→ PROBLEMS TO WORK ON:
A - Reproduce the Houdini passage starting at "Then he was" and ending at "they asked one.", with "jacket" renamed to "coat".
B - Check each statement against the Houdini passage and answer yes or no, quoting the words that decide it: (i) the family moved to Milwaukee and later to New York; (ii) Eric's mother had learned English; (iii) as a card magician, Eric performed under the name Erik the Great.

** START OF QUOTED TEXT **

Eric's dad, the rabbi, lost his job.

His growing congregation, it seemed, wanted someone more in tune with the America they'd come to than the Europe they'd left behind.

Possibly they weren't impressed that the rabbi, like his wife, hadn't bothered to learn any English.

The family moved to Milwaukee, then to New York.

But work was hard to come by for German-speaking, old-school rabbis in failing health.

Teenage Eric chipped into the family finances doing any job he could.

He was a shoeshiner, a newspaper seller, a delivery boy.

When he wasn't earning money, he was a boxer, a runner, a swimmer.

He trained himself to contort his body.

He read every book on magic he could find.

And he put on any act he could in any show that would have him.

He was the trapeze artist, Eric the Prince of the Air.

He was the card magician, Erik the Great.

Then he was half of the Brothers Houdini, doing a trick he'd learned from a book.

First, the Brothers brothers Houdini asked volunteers from the crowd to come on stage.

Lend us your jacket, they asked one.

Harry, as Eric had now renamed himself, put on the jacket.

The volunteers tied him up with ropes.

They put him in a sack.

They tied up the sack.

They put him in a trunk, and they locked the trunk.

Now, said Harry's brother, watch closely.

** END OF QUOTED TEXT **
** START OF DATA EXTRACT **

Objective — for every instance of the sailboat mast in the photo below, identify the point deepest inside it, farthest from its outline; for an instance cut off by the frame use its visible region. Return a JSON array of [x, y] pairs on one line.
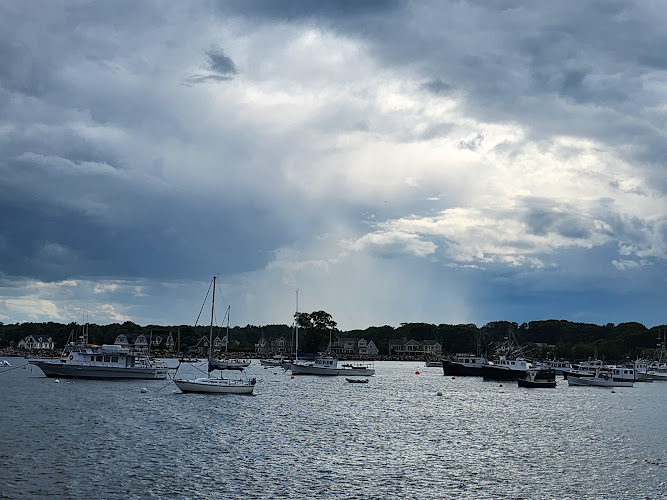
[[210, 333], [229, 311]]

** END OF DATA EXTRACT **

→ ANSWERS FOR THE TASKS:
A -
Then he was half of the Brothers Houdini, doing a trick he'd learned from a book.

First, the Brothers brothers Houdini asked volunteers from the crowd to come on stage.

Lend us your coat, they asked one.

B -
(i) Yes: "The family moved to Milwaukee, then to New York."
(ii) No: "the rabbi, like his wife, hadn't bothered to learn any English."
(iii) Yes: "He was the card magician, Erik the Great."